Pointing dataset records
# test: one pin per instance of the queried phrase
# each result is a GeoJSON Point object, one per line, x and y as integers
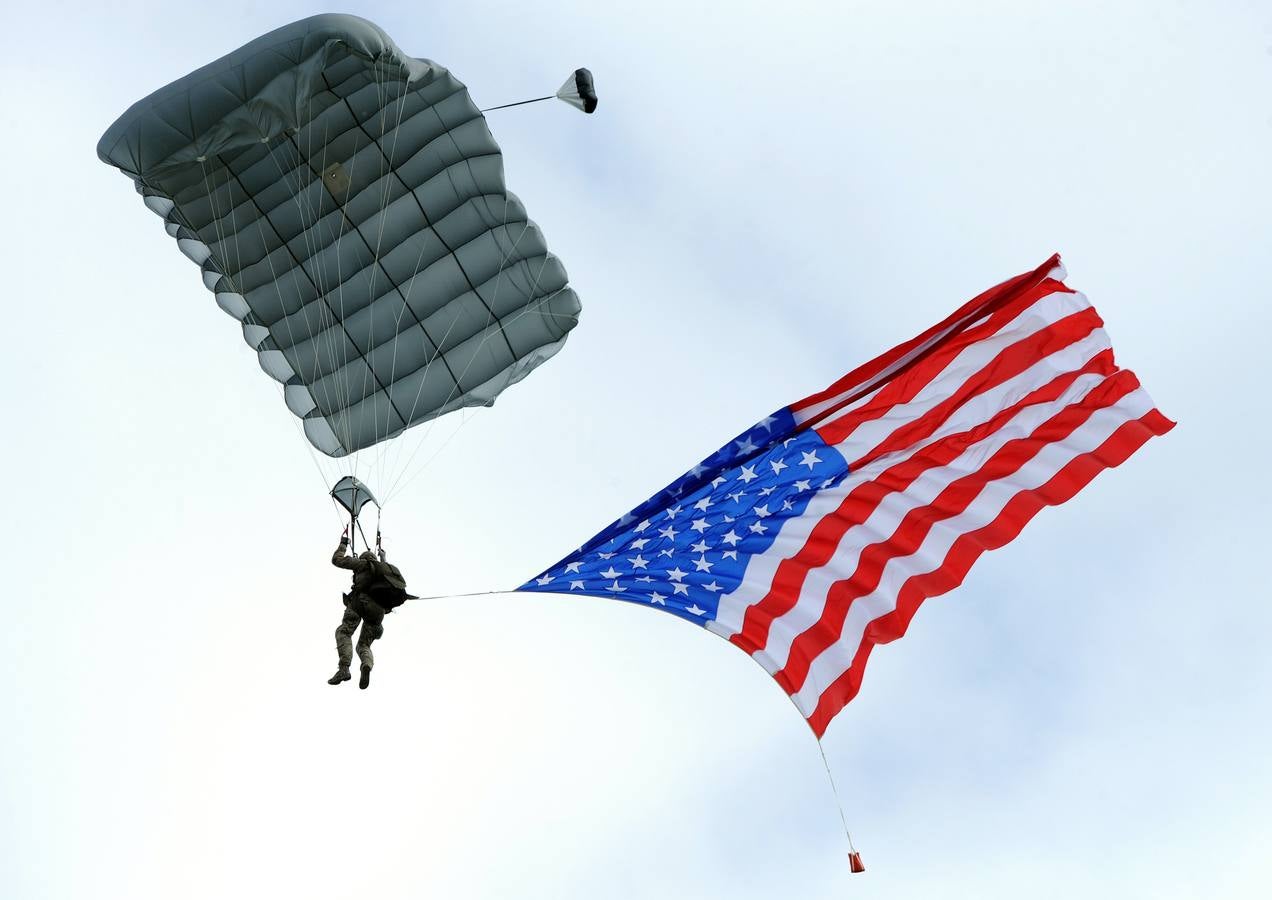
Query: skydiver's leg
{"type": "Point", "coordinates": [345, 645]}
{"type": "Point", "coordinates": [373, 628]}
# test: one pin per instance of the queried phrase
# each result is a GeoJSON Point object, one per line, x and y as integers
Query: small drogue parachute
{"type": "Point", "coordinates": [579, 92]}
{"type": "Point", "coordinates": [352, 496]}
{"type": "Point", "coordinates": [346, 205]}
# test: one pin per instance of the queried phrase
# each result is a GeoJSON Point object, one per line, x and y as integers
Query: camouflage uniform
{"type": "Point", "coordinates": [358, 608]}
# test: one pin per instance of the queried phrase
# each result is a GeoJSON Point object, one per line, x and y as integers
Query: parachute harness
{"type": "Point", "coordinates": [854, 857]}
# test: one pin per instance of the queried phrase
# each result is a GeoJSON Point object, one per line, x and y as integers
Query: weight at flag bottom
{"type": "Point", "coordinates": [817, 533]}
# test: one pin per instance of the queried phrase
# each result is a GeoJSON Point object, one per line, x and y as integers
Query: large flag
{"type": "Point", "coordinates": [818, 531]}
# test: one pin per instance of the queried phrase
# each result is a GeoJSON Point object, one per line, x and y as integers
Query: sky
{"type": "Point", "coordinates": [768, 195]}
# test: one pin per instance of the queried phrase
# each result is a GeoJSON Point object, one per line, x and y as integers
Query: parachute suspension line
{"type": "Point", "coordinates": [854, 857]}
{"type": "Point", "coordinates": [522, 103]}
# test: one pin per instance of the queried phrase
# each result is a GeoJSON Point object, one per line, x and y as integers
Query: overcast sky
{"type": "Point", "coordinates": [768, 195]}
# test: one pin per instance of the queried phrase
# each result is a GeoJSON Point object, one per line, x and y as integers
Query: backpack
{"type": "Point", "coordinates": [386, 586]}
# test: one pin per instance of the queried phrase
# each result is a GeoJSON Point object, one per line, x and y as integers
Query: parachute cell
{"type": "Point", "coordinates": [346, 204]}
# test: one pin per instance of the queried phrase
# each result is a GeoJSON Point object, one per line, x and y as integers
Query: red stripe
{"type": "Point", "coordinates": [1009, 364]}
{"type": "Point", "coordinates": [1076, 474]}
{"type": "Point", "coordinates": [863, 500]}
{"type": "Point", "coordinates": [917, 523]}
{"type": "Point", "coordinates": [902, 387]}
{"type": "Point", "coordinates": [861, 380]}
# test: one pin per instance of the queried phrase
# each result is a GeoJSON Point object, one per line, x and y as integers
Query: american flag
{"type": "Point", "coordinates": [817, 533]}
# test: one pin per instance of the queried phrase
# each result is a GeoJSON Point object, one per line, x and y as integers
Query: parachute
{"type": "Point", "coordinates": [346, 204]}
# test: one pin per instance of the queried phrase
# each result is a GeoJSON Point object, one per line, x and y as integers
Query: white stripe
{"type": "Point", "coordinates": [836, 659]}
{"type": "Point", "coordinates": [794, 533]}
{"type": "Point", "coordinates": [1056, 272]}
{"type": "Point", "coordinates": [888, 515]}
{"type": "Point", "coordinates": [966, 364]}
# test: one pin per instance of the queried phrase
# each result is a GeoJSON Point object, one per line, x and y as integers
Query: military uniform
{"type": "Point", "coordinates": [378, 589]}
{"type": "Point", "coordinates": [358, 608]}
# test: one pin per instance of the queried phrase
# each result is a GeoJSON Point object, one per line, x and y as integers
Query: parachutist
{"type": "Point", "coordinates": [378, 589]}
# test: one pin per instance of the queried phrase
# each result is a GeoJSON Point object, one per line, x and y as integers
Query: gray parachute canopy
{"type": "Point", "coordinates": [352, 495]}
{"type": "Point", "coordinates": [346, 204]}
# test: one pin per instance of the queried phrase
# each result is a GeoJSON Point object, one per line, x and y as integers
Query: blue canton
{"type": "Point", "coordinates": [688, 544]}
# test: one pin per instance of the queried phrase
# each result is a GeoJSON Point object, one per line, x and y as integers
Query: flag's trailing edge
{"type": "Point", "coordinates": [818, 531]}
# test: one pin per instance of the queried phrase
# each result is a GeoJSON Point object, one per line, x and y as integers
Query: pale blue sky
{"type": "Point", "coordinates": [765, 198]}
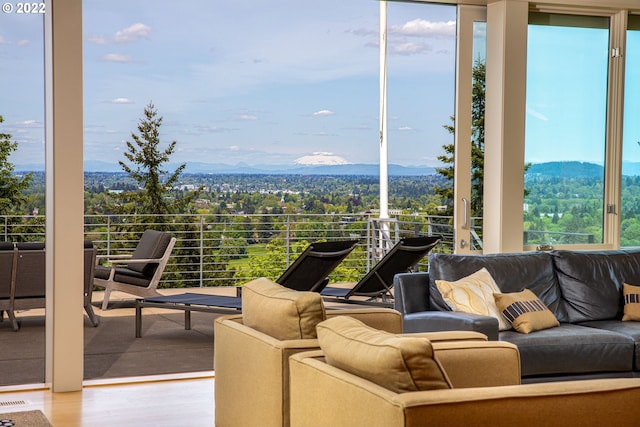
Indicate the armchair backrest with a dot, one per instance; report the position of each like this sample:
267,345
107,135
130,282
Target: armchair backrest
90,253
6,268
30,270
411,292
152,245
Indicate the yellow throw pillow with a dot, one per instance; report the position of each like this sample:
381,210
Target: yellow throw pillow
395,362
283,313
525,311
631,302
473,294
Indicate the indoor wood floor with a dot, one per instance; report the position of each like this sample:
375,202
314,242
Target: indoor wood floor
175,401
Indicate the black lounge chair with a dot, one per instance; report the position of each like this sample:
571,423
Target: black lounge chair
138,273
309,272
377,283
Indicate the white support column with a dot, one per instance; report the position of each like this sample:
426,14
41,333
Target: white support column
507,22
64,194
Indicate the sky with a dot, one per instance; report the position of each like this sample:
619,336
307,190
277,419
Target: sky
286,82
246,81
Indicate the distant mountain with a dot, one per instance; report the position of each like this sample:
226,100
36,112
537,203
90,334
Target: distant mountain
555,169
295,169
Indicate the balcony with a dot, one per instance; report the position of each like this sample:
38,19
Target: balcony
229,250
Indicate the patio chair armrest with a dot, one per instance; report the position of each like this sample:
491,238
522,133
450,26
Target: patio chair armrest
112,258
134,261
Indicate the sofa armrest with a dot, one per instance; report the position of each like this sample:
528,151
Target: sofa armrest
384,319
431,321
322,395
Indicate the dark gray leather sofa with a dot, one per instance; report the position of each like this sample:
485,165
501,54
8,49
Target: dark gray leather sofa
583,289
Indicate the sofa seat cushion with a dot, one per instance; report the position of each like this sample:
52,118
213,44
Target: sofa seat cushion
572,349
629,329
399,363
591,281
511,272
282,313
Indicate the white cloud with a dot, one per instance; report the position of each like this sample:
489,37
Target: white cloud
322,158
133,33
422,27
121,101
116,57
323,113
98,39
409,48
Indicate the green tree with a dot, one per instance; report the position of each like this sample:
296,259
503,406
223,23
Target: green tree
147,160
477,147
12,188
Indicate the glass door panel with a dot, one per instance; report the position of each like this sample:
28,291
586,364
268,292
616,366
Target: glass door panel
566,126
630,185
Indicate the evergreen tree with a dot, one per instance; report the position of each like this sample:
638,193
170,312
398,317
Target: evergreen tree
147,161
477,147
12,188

- Work to do -
Apart from the pictures, the entries above are to be repeated in full and exactly.

- Result for this task -
# test: one pin per instance of the queried phrase
# each result is a GeoJSON Point object, one per line, x and y as integers
Query: skydiver's leg
{"type": "Point", "coordinates": [345, 645]}
{"type": "Point", "coordinates": [373, 628]}
# test: one pin per instance of the queried phrase
# each result is a GeoJSON Point object, one per line, x and y as integers
Query: small drogue parachute
{"type": "Point", "coordinates": [579, 92]}
{"type": "Point", "coordinates": [352, 496]}
{"type": "Point", "coordinates": [346, 205]}
# test: one pin per instance of the queried phrase
# each result is a GeoJSON Point object, one per line, x and y as integers
Query: camouflage uniform
{"type": "Point", "coordinates": [358, 608]}
# test: one pin per instance of the queried phrase
# each result is a GeoJSON Point object, one per line, x and y as integers
Query: parachute harness
{"type": "Point", "coordinates": [854, 857]}
# test: one pin per instance of the queried phrase
# each result is a GeoJSON Point object, one per line, x and y as integers
Query: weight at flag bottom
{"type": "Point", "coordinates": [817, 533]}
# test: one pin per instance of the queried phrase
# each result is a GeoJSON Point object, one per line, x and y as integers
Query: large flag
{"type": "Point", "coordinates": [818, 531]}
# test: one pin per instance of the queried phrase
# each result is a GeoJSON Point object, one per line, x and y as integers
Query: sky
{"type": "Point", "coordinates": [768, 195]}
# test: one pin per instance of the queried phrase
# each result is a GeoJSON Point object, one per line, x and y as integers
Query: parachute suspension line
{"type": "Point", "coordinates": [854, 857]}
{"type": "Point", "coordinates": [522, 103]}
# test: one pin per instance of the queried phrase
# each result is a GeoJSON Point object, one per line, x and y as integers
Query: overcast sky
{"type": "Point", "coordinates": [768, 195]}
# test: one pin per instance of the queried phrase
# each result is a GeoJSON Point object, one per line, x and y as integers
Query: backpack
{"type": "Point", "coordinates": [386, 586]}
# test: one pin per instance of the queried phrase
# each result is a GeoJSON Point object, one per line, x and y as integers
Query: parachute cell
{"type": "Point", "coordinates": [346, 204]}
# test: one pin per instance of the queried phrase
# each result is a GeoJSON Point object, one per line, x and y as integers
Query: red stripe
{"type": "Point", "coordinates": [1009, 364]}
{"type": "Point", "coordinates": [1076, 474]}
{"type": "Point", "coordinates": [863, 500]}
{"type": "Point", "coordinates": [917, 523]}
{"type": "Point", "coordinates": [902, 387]}
{"type": "Point", "coordinates": [861, 380]}
# test: one pin per instance of the queried phrase
# each result is a GeoJSON Point object, one per line, x and y as integers
Query: american flag
{"type": "Point", "coordinates": [817, 533]}
# test: one pin per instance of the queried phrase
# each result is a GeoJSON Point object, one per line, x and y as integers
Query: parachute
{"type": "Point", "coordinates": [346, 204]}
# test: one pin per instance of the queried phrase
# each result is a GeoJSON Point object, one per line, x and y as integers
Query: white stripe
{"type": "Point", "coordinates": [836, 659]}
{"type": "Point", "coordinates": [794, 533]}
{"type": "Point", "coordinates": [1056, 272]}
{"type": "Point", "coordinates": [888, 515]}
{"type": "Point", "coordinates": [966, 364]}
# test: one pin per instance of the queried phrase
# each result is a GeoJSON Point object, one per line, x and y as integers
Query: military uniform
{"type": "Point", "coordinates": [378, 589]}
{"type": "Point", "coordinates": [358, 608]}
# test: one pin per instance of the queried phrase
# each result is a GeoJSON Point object, one per line, x and y as integers
Query: parachutist
{"type": "Point", "coordinates": [378, 589]}
# test: one pin per instance of the queried phrase
# each result is a GeoJSON Point object, one per line, x and y as integers
Query: gray parachute canopy
{"type": "Point", "coordinates": [352, 495]}
{"type": "Point", "coordinates": [346, 204]}
# test: one pin per instance of the queried phrase
# each result is a GeoJSON Point object, one per line, x and y as integers
Query: blue canton
{"type": "Point", "coordinates": [688, 544]}
# test: one pin per instance of the queried phrase
# each result is a GeoJSON Point object, one per line, x and y as integers
Query: flag's trailing edge
{"type": "Point", "coordinates": [818, 531]}
# test: one pin per instance of the queried phrase
# each result is a GeoJSON Point object, one per line, x and y as integers
Query: pale blue sky
{"type": "Point", "coordinates": [765, 198]}
Indicate the armchair backrest with a dot, one per instance; report the position of each like this sample:
267,345
107,135
130,282
Target: armchair backrest
90,253
6,268
30,270
411,292
152,245
Indicate the yellow throw pillow with a dot, one per instance; report the position of each like this sample:
381,210
Target: yellow throw pillow
395,362
283,313
525,311
631,302
473,294
Indicate the indoor wood floor with a dot, one per instance; report the position of each like this sample:
375,202
314,242
Target: indoor wood floor
175,401
Indicate the black lounge chair with a dot, one per instance; report the position of each like this sample:
571,423
Target: black lounge chair
138,273
309,272
377,283
Indicate the white support column with a dot, one per instance; report the position of each like this sample:
426,14
41,333
Target: white support column
507,22
64,194
Indicate the sky with a dot, one per instance; report the position of each like this sample:
619,336
307,190
277,419
Target: sky
286,82
246,81
Indicate the distant mountain with a dot, one per instance; report the position of each like this sample:
226,100
36,112
537,203
90,334
Target: distant mountain
555,169
295,169
Indicate the balcony with a dot, one per instance; report the position of each like this sample:
38,19
Target: balcony
229,250
Indicate the patio chair armrest with a dot, one per instance; report the position of each like this sample:
491,238
522,133
450,26
Target: patio chair armrest
112,258
134,261
Indicate the sofa armrest with a dot, one per instance; report the position of each like this sample:
528,151
Target: sofa armrest
384,319
431,321
322,395
Indicate the dark gray leather sofa with a dot, one per instance; report the position of each like this sample:
485,165
501,54
8,49
Target: dark gray leather sofa
583,289
Indicate the sofa seat cushion with a dot, one per instance; report the position of each like this sample:
52,118
213,44
Target: sofa seat cushion
572,349
629,329
399,363
591,281
511,272
282,313
Indicate the white cloud with a dot, one per instance; report the position of each like this sample:
489,37
Target: white cloud
322,158
133,33
422,27
121,101
116,57
323,113
98,39
409,48
Indicate the green tree with a dot, one per instance; report the position of each like this sample:
296,259
503,406
223,23
Target: green tree
147,160
477,147
12,188
Indicate the glass door panel with a dot, one per instance; report the position of each like this sample:
28,291
586,364
268,292
616,366
Target: glass door panel
566,126
630,185
Indicate the evergreen tree with a dot, one per instance; report the position of each like this sample:
638,193
170,312
398,317
Target: evergreen tree
147,161
477,147
12,188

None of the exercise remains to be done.